--- RECORDS TO PROCESS ---

━━━━━━━━━━━━━━━━━━━━

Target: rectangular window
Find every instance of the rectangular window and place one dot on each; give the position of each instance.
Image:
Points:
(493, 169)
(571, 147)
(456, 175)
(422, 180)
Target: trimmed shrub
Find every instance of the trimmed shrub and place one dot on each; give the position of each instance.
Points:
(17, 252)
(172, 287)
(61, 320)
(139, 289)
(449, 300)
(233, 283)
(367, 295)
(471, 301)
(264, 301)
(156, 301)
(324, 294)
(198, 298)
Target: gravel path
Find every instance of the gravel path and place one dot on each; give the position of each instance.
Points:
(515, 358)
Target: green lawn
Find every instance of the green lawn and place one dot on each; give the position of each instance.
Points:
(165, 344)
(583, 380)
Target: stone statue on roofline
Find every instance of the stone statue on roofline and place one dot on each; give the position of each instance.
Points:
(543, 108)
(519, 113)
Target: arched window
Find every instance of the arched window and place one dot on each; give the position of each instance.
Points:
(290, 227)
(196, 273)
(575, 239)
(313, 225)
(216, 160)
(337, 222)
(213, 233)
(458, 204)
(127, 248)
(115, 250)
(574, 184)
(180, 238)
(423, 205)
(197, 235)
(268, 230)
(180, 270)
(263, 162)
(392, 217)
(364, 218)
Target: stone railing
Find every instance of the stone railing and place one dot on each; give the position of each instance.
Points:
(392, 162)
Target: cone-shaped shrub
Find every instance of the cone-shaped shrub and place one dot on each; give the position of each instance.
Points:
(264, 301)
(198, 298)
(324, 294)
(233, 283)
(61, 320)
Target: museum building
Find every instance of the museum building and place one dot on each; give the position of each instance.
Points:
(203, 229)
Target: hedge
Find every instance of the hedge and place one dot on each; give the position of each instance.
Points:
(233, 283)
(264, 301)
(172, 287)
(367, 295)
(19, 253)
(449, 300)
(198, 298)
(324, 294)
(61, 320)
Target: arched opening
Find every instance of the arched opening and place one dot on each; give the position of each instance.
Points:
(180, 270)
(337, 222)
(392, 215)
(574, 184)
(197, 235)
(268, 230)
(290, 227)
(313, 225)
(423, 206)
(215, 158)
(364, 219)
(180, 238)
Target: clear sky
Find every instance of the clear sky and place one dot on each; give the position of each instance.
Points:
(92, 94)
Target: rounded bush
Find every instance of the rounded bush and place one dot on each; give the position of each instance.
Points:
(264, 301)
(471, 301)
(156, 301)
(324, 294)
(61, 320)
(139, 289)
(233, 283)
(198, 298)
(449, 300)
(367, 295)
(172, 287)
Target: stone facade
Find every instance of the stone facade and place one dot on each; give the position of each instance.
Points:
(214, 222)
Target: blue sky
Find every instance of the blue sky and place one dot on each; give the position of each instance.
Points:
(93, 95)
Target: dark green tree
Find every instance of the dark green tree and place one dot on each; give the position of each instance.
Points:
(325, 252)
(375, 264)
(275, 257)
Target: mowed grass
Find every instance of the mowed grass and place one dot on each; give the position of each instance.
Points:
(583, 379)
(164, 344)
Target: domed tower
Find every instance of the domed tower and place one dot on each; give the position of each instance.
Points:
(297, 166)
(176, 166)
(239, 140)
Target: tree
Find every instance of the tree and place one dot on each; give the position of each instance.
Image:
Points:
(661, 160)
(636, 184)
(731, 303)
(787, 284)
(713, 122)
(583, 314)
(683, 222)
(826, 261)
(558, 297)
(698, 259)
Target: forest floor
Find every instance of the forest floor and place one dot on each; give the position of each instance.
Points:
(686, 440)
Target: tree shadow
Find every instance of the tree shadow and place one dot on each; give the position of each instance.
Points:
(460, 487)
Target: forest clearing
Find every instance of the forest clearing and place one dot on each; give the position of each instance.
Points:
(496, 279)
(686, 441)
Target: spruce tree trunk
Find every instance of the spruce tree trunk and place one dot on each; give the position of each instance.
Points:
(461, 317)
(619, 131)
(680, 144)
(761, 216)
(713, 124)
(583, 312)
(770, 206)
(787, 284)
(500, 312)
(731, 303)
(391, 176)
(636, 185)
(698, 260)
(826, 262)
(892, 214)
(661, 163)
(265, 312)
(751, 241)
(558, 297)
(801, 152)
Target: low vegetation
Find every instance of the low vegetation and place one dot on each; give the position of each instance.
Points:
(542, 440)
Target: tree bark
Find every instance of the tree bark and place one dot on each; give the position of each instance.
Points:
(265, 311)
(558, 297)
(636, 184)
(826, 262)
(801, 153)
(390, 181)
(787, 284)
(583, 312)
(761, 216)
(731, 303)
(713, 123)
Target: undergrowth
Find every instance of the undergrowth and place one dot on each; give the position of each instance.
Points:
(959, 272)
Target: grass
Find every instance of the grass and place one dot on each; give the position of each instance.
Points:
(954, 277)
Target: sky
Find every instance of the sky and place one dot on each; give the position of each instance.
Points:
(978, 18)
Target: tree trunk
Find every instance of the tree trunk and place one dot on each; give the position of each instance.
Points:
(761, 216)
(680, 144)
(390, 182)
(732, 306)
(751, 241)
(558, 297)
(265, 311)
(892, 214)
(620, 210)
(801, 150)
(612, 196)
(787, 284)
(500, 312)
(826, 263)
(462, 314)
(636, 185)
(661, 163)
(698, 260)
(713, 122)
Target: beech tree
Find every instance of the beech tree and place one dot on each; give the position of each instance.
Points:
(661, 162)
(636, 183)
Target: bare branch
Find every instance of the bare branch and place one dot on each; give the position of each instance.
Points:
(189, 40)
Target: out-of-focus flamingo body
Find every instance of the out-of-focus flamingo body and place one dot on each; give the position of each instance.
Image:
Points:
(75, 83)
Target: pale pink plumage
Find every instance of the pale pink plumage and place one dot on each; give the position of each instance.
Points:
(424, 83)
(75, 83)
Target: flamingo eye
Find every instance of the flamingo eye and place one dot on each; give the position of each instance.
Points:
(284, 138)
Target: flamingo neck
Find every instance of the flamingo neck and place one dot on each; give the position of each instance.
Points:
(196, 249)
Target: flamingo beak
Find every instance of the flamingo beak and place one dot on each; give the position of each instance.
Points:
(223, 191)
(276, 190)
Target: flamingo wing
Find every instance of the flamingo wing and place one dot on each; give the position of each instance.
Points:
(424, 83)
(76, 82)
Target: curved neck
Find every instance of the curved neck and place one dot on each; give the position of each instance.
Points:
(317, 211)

━━━━━━━━━━━━━━━━━━━━

--- PROBLEM DETAILS ---
Whenever the word "trimmed" appears in a line of the listing, copy out that line.

--- REPLY ---
Target: trimmed shrub
Find every instance of the trimmed shrub and place one dot on each; give the position of each instance.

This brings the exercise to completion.